__ACTIVITY__.
Each entry below should be output exactly, apart from its images.

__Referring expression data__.
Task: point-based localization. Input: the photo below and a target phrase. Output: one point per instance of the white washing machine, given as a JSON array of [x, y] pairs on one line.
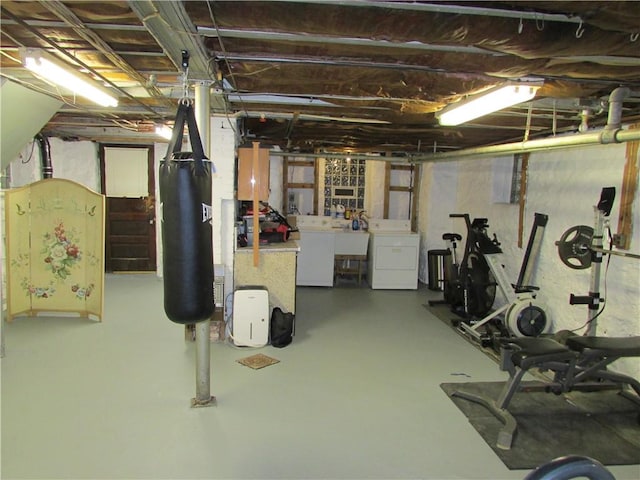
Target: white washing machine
[[393, 260]]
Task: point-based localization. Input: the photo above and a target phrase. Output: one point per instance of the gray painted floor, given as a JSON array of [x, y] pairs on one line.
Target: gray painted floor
[[356, 395]]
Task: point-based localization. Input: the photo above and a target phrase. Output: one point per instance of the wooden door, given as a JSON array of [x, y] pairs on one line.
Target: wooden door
[[128, 182]]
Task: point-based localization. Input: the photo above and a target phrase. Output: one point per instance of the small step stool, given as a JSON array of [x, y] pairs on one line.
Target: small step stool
[[348, 265]]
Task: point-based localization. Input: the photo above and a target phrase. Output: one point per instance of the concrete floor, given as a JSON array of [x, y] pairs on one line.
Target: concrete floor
[[356, 395]]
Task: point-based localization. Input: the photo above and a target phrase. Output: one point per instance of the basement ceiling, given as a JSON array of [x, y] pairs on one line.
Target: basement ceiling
[[313, 76]]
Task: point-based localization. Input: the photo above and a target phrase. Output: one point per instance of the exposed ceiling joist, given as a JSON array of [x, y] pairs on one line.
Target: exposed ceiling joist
[[171, 26]]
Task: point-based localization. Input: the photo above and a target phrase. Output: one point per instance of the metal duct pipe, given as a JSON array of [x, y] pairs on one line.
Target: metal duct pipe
[[584, 139], [611, 133], [45, 156], [615, 113]]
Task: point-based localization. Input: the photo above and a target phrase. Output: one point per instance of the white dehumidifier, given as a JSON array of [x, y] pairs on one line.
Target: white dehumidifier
[[250, 317]]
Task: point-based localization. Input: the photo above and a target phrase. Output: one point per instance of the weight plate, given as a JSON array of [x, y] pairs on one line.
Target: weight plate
[[526, 318], [574, 247]]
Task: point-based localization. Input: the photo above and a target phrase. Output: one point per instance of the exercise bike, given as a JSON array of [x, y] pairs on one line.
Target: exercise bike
[[480, 274]]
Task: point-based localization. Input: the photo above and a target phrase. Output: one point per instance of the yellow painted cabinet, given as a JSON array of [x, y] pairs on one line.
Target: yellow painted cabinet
[[55, 249]]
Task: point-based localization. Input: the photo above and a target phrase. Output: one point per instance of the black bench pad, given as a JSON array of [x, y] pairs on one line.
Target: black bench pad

__EXERCISE ANSWER__.
Task: point-based localization. Input: the photo below and a target phrase. Output: one point per instance of the white washing machine, given as a JSON array of [x, y] pairs on one line.
Target: white washing machine
[[393, 260]]
Task: point-based localization. Input: the photo above and a target phrase. Output: one point per instance of the gray painted floor, given as a JSON array of [x, y] pairs on one line.
Target: gray painted floor
[[356, 395]]
Task: point-based localization. Input: the photo above and a target phrase. Output: one point per instance of the wooden door, given as a JSON array of [x, y] pairs on one line.
Target: wooden door
[[128, 182]]
Task: point-based localization. Input: the photo above and a target phrase. Output: one point per instance of the small step stool, given as a JSON array of [x, y] pairs on one line.
Target: small step stool
[[348, 265]]
Task: point-based localization. Input: the photo above and a target phrase. Output: one point per instance of the concrete floor, given as a JSON array of [x, y] pairs on one line.
Target: concrete floor
[[356, 395]]
Task: point-based localization. Input: the photo above and a target phrase. Output: one point per instance of the basement ceiling, given as a JSON array of [x, y] pairs on one line.
Target: basement ceiling
[[313, 76]]
Task: point-based localization. Input: the photo above and a target phrase. Output: one point per instance of the exposed ceiling joist, given as a JSON array of [x, y] pairs on one line.
Target: exposed ceiling joist
[[171, 26]]
Task: point-based localization. Input: the photo above and a target phrase. Output: one point per instance of the metal duct pipe, given as a JSON array of [x, y] pairs on one line.
Target: metal duct pipe
[[584, 139], [611, 133], [45, 156], [615, 113]]
Task: point-based localization. Input: the photo above and a target phrase. Output: one point per instance of the white dehumidifier, given as a JSON array of [x, y] pairs on one line.
Target: white dehumidifier
[[250, 317]]
Task: point-based localization. Input: the photo above and a target phrase. Output: one point per instance of the weight plate, given as a JSON array of [x, y] pairs on one line.
Target: weight plate
[[526, 318], [574, 247]]
Task: point-based localization. Input: the photo above and a target phrase. Output: one point per instance of the exercise bike, given as a JSON array of [x, y] pairs on one line.
Target: exercise bike
[[480, 274]]
Task: point-based localization. Input: the photo above and a target phrase. Output: one point per instance of the yellow painted cabinet, given as a JSON array of [x, y] pairs on one line.
Target: yellow painted cabinet
[[55, 249]]
Task: point-based localization. Input: the photo above and a target phrase. Output: one point per instance of the black bench pad, given as a JSON array of [x, y] pairs on one line.
Target: black bench pad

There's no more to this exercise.